Pesan Untuk Para Wali (Wanita)




Pesan Untuk Para Wali (Wanita)


Dalam bangunan rumah tangga, wali mempunyai peranan strategis dan kedudukan yang penting, di tangannyalah tali simpul akad pernikahan yang menjadi gerbang bagi bangunan rumah tangga diikat. Benar, tanpanya akad nikah tidak akan berlangsung, kalau tetap dipaksakan untuk berlangsung, maka akad nikah tersebut tidak sah, karena menurut pendapat yang rajih dalam masalah ini, wali merupakan salah satu syarat sah pernikahan. Dan sebelum itu wali merupakan pembentuk bagi salah satu pilar bangunan rumah tangga, yaitu mempelai wanita alias istri. Dalam naungan wali, seorang gadis ditempa dan dididik untuk -suatu saat kelak- memasuki gerbang pernikahan yang membawanya ke dalam bangunan rumah tangga yang membawanya kepada kebahagiaan dan ketenangan.
Karena wali adalah pemegang tali simpul akad pernikahan di samping sebagai pendidik bagi mempelai wanita, maka di pundaknya tersemat tanggung jawab besar yang wajib dia pikul dan tugas yang tidak ringan yang harus dia emban.
Pertama, membentuk putrinya menjadi wanita shalihah
Hal ini sebagai wujud tanggung jawabnya sebagai pemimpin rumah tangga dalam menjaga keluarga dari api neraka sebagaimana yang difirmankan oleh Allah Subhanahu waTa’ala, “Wahai orang-orang beriman, peliharalah dirimu dan keluargamu dari api neraka…”(QS.At-Tahrim: 6)
Dan sebagai pengamalan terhadap sabda Rasulullah shallallaahu ‘laihiwasallam, “Setiap orang dari kalian adalah pemimpin dan setiap orang akan bertanggung jawab terhadap yang dipimpinnya. Seorang laki-laki adalah pemimpin dalam keluarganya dan dia bertanggung jawab terhadap yang dipimpinnya…” (HR. al-Bukhari dari Ibnu Umar radiyallaahu ‘anhu).

§ **SOAL LATIHAN**
**A)** Ringkaslah teks tentang peran wali dalam pernikahan menjadi dua kalimat.
**B)** Terjemahkan ke dalam bahasa Inggris kalimat dari teks tentang peran wali ini: "Karena wali adalah pemegang tali simpul akad pernikahan di samping sebagai pendidik bagi mempelai wanita, maka di pundaknya tersemat tanggung jawab besar yang wajib dia pikul dan tugas yang tidak ringan yang harus dia emban."
Daftar di bawah ini merupakan bahan tersendiri yang terpisah dari teks tentang wali.

Catatan anotasi segmentasi:
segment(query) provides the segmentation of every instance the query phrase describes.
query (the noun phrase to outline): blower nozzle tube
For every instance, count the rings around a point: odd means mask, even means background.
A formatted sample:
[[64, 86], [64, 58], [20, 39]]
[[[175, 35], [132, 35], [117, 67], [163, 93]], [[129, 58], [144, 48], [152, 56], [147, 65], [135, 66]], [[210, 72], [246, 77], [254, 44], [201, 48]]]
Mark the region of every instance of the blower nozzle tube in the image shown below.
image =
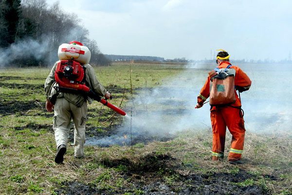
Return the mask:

§ **JAWABAN BERURUTAN**
**A)** Wali memegang kedudukan penting dalam rumah tangga karena di tangannya tali simpul akad nikah diikat, dan akad tanpa wali tidak sah, sekaligus ia mendidik putrinya yang kelak menjadi istri. Karena itu ia memikul tanggung jawab besar, yang pertama adalah membentuk putrinya menjadi wanita shalihah sebagai wujud kepemimpinannya dalam menjaga keluarga dari api neraka.

**B)** Because the guardian is the holder of the knot of the marriage contract as well as the educator of the bride, a great responsibility rests on his shoulders that he is obliged to bear, along with a task that is not light that he must carry out.